TEXT FOR ANALYSIS:
%%

I keep seeing this fallacy appearing in even the best of intentioned people, but the facts do not cooperate. The USA has something like 50% of its energy being generated in coal powered plants today. They are adding more I believe, so is China, India, etc. I think even Saudi Arabia is looking to add coal power, because oil is too valuable to burn. If you draw a baseline of generation levels, I will bet that expansion in consumption since the 70s largely matches the expansion of nuclear. Nuclear energy is digging us deeper, it’s not helping us get out of the problem.
Looking globally, coal is now being extracted at the maximum levels the mining industry can manage. It is also rising in price, so clearly demand is outpacing supply, thus no coal burning is being stopped at all, and thus, no CO2 is being stopped from being added to our atmosphere. We are burning coal, oil, natural gas, and uranium, at full speed. There is no surplus coal being produced, no surplus oil, and I believe, no surplus uranium. There is a small uptick in gas extraction rates because the US market is flooded with that quick depleting fracked natural gas, so that’s probably what we should be using as we try to reach a lower level of consumption, before it’s too late, that is. This logic isn’t complicated so I think it’s just mental habits and repeating what we’ve been told rather than any malicious attempt to deceive that keeps most people from seeing these simple facts.
In other words, it appears that we are now on the inflexion point of major change. This inflection point can be determined when the key resources are no longer able to keep up with demand, that is demonstrated by the price the market demands to supply them. The only question now is how long the current levels of consumption can be maintained. Once those cannot be maintained, you will see wars, increasing system instability, and it is this that forms the ultimate reason to stop all nuclear development now. We will not have the resources to correct the failures in the future. Coal is merely the silent killer that creeps up on us, but is even worse, but adding bad to worse in no case results in better. Dealing with nuclear failures requires a huge amount of socially mobilized resources, and a definite level of social cohesion, which can only be found in a functioning and fairly stable society.
These wars and system instability, by the way, are not hypothetical, they are happening now. Iraq is one such, a miserable failure, of course, but still that’s what it is. The Mideast convulsions are one way you can see how systems destabilize, often in highly unpredictable, chaotic ways. Those are the weak links, the way the stronger links manifest these instabilities is not yet known, but one thing you can be certain of, there is no safe predictable future for a nuclear power plant in any nation in the world over the next 100 years. Some may do ok, but that cannot be predicted in any meaningful way.
Both Coal and Uranium are non-sustainable, highly toxic materials, neither of which has any place in any sustainable energy mix, but sadly, both are promoted by entrenched corporate interests who do everything they can to keep these profit generators running. Profit for them, not for us, we pay the price, so does the planet.
And that’s the latest view from the Pit, a view growing more and more unstable and unpredictable by the week I might add. But that’s how it is down in the pit, we’ve left stability far behind, we’re so deep now we can barely even remember what it looks like.

%%

WORK TO BE COMPLETED: Copy the text on coal, nuclear power, and resource limits word for word, everything from "I keep seeing" down to "of the problem.".

Records from a dataset:
%%

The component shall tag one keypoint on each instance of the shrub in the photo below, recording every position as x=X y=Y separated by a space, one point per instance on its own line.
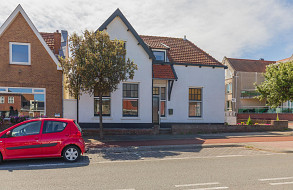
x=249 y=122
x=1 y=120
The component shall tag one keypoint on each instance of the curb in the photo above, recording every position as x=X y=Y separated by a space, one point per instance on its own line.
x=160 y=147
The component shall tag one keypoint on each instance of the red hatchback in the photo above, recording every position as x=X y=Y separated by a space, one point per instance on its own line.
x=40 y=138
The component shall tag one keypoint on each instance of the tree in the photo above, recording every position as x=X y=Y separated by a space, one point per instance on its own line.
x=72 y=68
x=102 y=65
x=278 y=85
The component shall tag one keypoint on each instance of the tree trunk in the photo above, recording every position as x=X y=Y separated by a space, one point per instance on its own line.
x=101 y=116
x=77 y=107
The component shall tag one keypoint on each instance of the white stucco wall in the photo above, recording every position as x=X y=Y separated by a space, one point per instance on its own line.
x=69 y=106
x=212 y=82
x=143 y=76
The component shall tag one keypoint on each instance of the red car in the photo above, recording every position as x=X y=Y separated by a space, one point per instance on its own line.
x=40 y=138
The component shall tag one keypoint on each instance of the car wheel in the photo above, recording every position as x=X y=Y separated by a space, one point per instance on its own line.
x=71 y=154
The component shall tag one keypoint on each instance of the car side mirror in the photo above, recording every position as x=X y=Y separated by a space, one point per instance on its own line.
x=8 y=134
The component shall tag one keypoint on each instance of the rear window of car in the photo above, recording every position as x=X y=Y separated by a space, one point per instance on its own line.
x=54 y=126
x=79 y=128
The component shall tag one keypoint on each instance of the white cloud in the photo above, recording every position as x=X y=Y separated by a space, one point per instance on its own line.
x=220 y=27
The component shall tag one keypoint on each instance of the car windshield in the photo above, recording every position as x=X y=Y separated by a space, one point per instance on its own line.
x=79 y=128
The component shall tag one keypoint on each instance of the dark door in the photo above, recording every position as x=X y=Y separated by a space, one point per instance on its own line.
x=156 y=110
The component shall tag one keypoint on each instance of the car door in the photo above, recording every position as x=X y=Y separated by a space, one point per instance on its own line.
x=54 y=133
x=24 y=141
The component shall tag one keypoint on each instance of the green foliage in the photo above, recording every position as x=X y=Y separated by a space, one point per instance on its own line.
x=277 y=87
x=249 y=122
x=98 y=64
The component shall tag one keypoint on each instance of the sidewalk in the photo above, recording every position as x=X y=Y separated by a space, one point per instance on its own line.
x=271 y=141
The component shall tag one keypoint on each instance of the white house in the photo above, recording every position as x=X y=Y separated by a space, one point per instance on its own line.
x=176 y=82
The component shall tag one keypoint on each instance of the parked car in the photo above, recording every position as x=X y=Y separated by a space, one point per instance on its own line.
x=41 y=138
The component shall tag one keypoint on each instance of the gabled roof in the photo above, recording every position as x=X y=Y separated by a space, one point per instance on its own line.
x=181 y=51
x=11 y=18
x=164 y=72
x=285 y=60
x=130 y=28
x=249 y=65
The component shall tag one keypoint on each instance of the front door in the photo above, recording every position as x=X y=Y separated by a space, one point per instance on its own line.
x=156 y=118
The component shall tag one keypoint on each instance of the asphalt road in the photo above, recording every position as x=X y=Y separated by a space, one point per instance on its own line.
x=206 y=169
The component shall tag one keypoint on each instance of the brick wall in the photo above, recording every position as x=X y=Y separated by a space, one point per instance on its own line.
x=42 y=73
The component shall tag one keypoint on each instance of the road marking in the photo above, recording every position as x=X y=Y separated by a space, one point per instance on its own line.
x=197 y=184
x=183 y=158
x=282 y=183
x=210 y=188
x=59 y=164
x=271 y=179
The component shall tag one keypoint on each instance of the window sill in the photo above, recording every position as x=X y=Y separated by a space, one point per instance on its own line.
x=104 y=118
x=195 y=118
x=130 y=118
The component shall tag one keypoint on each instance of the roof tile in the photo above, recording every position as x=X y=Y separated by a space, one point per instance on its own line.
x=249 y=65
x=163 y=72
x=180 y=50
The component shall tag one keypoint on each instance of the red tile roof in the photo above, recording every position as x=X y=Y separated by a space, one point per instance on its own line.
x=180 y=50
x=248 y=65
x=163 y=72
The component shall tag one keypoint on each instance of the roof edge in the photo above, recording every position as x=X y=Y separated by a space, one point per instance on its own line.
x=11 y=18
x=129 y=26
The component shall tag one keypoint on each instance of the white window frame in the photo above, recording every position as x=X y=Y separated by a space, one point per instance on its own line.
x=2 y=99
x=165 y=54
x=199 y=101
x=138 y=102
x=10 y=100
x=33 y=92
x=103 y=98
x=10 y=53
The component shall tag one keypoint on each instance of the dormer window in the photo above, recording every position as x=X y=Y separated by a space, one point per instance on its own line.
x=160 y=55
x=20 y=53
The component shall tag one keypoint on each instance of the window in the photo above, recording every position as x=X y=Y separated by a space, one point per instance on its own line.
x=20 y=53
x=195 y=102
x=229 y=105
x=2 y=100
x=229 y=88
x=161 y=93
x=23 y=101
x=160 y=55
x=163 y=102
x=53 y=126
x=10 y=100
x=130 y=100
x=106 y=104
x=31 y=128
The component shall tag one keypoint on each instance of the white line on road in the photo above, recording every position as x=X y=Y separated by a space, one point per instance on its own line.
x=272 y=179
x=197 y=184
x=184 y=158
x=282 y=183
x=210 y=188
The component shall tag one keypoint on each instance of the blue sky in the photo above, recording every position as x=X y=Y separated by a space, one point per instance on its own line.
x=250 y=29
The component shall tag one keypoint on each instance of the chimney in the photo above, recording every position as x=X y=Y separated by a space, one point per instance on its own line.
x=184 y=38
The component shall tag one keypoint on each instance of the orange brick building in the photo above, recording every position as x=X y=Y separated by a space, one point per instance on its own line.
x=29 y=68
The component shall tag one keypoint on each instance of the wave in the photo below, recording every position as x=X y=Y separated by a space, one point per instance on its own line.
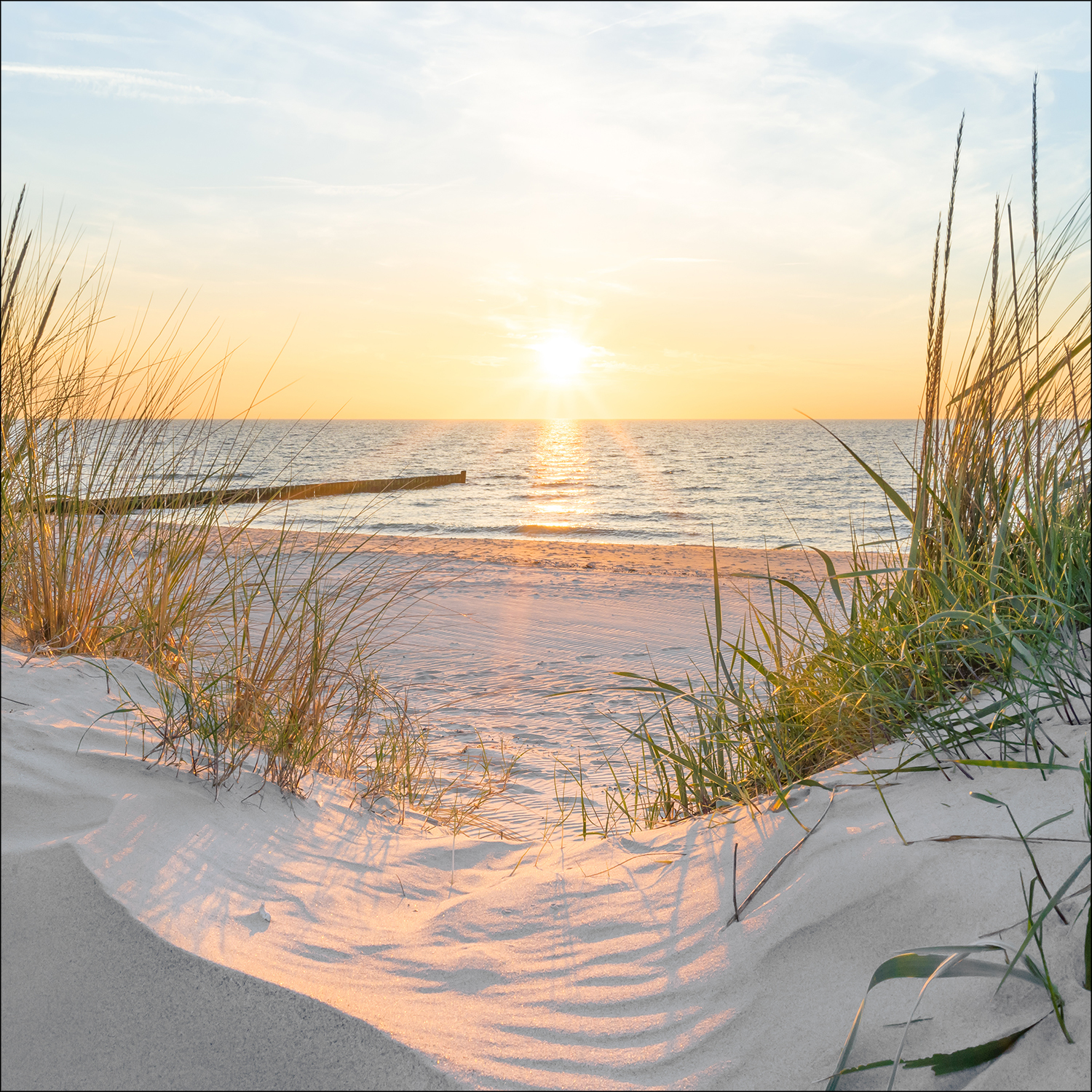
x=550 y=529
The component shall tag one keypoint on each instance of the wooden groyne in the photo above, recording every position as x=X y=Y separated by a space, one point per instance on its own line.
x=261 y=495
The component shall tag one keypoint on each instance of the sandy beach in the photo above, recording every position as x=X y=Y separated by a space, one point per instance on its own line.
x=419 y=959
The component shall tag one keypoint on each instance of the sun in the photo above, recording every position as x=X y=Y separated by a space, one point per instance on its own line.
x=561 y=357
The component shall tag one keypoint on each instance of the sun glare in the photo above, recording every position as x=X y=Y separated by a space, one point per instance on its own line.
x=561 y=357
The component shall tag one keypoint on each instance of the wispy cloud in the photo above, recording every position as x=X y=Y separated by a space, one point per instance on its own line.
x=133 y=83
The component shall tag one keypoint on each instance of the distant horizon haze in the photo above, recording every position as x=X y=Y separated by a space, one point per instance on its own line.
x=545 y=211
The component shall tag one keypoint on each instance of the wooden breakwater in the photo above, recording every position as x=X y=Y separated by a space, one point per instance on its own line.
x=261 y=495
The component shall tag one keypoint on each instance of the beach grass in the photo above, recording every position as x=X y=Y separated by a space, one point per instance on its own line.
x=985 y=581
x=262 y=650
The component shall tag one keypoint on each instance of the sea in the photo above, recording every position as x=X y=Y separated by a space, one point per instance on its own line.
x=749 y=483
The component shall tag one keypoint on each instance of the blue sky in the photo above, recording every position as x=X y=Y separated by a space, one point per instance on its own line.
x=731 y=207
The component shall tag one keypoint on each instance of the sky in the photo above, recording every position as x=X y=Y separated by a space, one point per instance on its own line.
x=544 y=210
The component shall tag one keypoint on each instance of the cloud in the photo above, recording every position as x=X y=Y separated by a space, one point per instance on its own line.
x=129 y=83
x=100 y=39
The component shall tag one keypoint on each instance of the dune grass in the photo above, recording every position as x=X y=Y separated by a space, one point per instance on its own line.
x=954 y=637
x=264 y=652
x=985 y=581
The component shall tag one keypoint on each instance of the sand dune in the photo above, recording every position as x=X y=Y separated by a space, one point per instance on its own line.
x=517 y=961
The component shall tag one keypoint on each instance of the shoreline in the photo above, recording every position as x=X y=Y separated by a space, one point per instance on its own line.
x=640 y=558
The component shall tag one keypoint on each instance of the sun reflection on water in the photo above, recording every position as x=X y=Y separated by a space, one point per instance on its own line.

%%

FINAL ANSWER:
I keep seeing this fallacy appearing in even the best of intentioned people, but the facts do not cooperate. The USA has something like 50% of its energy being generated in coal powered plants today. They are adding more I believe, so is China, India, etc. I think even Saudi Arabia is looking to add coal power, because oil is too valuable to burn. If you draw a baseline of generation levels, I will bet that expansion in consumption since the 70s largely matches the expansion of nuclear. Nuclear energy is digging us deeper, it’s not helping us get out of the problem.